> **SOURCE MATERIAL**:
☆ ☆ ☆ ☆ ☆ ☆ ☆
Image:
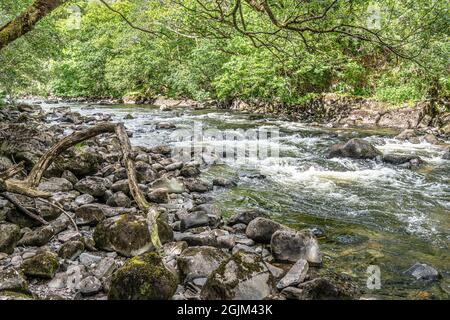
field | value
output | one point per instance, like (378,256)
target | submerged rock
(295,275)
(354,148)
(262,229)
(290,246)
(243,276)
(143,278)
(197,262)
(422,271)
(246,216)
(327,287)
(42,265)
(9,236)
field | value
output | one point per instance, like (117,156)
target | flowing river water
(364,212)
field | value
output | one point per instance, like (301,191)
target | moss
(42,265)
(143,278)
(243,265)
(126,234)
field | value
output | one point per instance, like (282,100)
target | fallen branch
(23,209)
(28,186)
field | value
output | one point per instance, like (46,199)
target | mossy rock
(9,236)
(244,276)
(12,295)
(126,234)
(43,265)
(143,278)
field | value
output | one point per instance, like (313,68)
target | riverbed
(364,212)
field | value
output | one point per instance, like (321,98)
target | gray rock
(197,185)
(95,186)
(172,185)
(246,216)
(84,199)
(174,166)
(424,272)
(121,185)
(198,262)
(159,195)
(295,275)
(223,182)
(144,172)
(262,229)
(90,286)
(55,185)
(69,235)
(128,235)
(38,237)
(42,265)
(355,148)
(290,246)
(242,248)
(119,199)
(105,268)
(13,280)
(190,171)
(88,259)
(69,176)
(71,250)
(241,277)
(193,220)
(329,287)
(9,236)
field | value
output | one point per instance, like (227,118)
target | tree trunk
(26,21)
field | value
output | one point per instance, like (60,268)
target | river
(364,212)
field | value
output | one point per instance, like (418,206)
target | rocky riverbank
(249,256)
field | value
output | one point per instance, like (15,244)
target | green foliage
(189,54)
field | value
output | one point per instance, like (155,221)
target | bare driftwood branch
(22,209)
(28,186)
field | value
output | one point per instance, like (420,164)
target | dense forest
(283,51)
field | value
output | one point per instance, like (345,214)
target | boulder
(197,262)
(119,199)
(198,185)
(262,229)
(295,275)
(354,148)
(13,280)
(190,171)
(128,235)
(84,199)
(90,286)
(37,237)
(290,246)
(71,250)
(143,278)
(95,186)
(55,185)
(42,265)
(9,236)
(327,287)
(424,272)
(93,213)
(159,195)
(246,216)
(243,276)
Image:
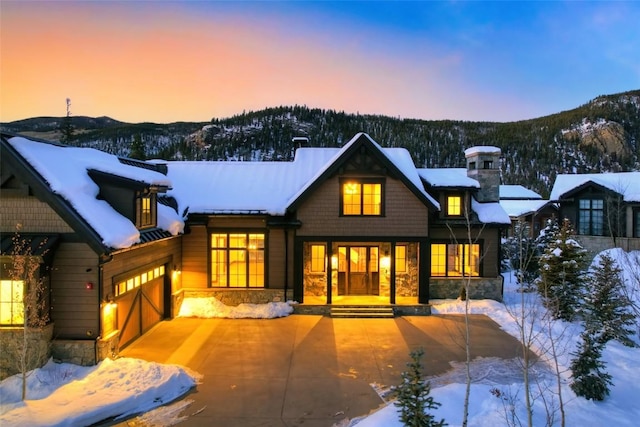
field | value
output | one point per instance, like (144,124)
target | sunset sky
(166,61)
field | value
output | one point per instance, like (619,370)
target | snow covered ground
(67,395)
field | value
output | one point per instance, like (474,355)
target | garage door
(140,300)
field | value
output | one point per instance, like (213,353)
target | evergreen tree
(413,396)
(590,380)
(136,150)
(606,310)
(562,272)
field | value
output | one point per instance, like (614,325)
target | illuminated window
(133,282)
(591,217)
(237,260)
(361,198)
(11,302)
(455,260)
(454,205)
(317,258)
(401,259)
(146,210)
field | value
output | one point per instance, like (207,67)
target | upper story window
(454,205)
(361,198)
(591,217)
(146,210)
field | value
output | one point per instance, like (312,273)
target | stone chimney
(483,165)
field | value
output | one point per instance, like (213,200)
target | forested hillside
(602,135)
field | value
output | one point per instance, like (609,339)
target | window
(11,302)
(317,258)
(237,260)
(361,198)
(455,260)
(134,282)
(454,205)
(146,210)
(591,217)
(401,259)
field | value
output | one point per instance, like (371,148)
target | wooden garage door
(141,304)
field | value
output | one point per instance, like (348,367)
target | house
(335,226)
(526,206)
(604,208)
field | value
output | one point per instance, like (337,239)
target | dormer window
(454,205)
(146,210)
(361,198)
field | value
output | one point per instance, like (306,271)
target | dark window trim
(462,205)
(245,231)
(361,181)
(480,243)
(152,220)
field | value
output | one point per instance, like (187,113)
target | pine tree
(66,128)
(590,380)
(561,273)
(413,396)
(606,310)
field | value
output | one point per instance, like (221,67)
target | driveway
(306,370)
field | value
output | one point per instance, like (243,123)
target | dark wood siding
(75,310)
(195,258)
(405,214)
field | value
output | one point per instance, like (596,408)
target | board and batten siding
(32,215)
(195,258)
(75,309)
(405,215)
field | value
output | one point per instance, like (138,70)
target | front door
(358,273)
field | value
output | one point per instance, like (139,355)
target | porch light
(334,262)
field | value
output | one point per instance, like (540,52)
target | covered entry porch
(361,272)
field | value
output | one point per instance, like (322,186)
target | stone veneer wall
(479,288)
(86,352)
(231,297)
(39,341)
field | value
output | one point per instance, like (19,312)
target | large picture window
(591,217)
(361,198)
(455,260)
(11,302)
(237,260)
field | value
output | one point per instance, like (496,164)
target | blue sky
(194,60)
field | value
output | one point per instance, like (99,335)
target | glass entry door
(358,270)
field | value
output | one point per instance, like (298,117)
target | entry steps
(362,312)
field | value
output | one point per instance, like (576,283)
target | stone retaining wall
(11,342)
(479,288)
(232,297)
☆ ☆ ☆ ☆ ☆ ☆ ☆
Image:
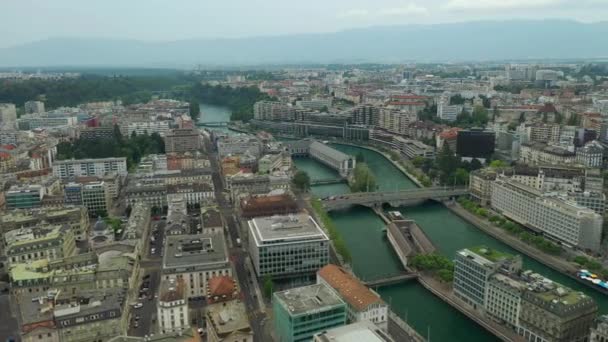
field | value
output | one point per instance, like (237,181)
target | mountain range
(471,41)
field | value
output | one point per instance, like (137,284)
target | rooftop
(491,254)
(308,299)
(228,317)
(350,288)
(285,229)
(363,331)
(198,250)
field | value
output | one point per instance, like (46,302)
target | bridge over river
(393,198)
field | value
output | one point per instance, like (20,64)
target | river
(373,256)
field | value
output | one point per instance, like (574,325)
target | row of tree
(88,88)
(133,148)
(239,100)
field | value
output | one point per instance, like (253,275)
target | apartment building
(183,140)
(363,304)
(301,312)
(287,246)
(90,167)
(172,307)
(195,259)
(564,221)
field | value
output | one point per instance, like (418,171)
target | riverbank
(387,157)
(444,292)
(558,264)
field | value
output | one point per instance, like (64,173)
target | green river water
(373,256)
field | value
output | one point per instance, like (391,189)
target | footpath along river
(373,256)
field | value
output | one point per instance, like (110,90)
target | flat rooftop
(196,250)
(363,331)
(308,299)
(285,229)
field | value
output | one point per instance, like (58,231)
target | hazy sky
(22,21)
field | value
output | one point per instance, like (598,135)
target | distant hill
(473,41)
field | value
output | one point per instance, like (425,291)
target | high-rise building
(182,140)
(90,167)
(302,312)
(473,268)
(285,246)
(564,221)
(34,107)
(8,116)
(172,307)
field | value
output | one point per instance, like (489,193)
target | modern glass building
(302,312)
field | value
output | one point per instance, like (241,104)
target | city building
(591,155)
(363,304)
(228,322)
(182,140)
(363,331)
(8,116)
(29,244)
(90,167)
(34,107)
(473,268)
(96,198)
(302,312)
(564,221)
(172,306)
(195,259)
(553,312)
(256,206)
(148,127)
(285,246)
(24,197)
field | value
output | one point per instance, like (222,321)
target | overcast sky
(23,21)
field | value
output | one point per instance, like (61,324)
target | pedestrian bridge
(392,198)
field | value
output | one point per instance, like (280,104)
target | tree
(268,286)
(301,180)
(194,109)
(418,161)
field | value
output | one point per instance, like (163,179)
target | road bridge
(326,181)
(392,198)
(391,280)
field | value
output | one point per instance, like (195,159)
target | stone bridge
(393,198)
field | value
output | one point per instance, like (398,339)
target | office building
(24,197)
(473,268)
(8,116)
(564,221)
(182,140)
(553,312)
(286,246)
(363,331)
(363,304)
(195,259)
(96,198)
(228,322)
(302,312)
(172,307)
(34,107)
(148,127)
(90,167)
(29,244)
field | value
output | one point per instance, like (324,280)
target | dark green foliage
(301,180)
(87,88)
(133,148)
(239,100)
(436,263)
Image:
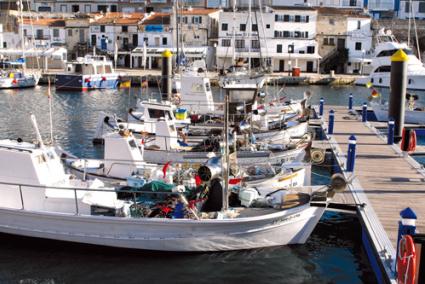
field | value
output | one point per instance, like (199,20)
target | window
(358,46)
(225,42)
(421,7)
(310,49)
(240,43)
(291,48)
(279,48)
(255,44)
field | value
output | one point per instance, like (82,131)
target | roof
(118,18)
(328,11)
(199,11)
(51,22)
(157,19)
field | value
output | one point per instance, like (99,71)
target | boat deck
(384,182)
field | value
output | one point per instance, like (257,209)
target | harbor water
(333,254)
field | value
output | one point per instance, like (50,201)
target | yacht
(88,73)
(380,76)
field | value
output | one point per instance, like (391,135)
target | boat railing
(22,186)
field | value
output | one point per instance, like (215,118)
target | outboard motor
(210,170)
☆ ☆ ☆ ☆ ☆ ☆ ☆
> **WHAT THE TASK REQUIRES**:
Find the line with "target | pedestrian bridge" in the entries above. Retype it and each line after it, exactly, through the line with "output | one point per instance, like (195,159)", and stop there.

> **SOLUTION FOR THIS EXERCISE**:
target | pedestrian bridge
(392,198)
field | value
output | one point per instance, like (280,104)
target | tree
(268,286)
(301,180)
(194,109)
(418,161)
field | value
output | one point per instance, like (163,179)
target | road bridge
(326,181)
(392,198)
(391,280)
field | value
output | one point per instance, like (195,159)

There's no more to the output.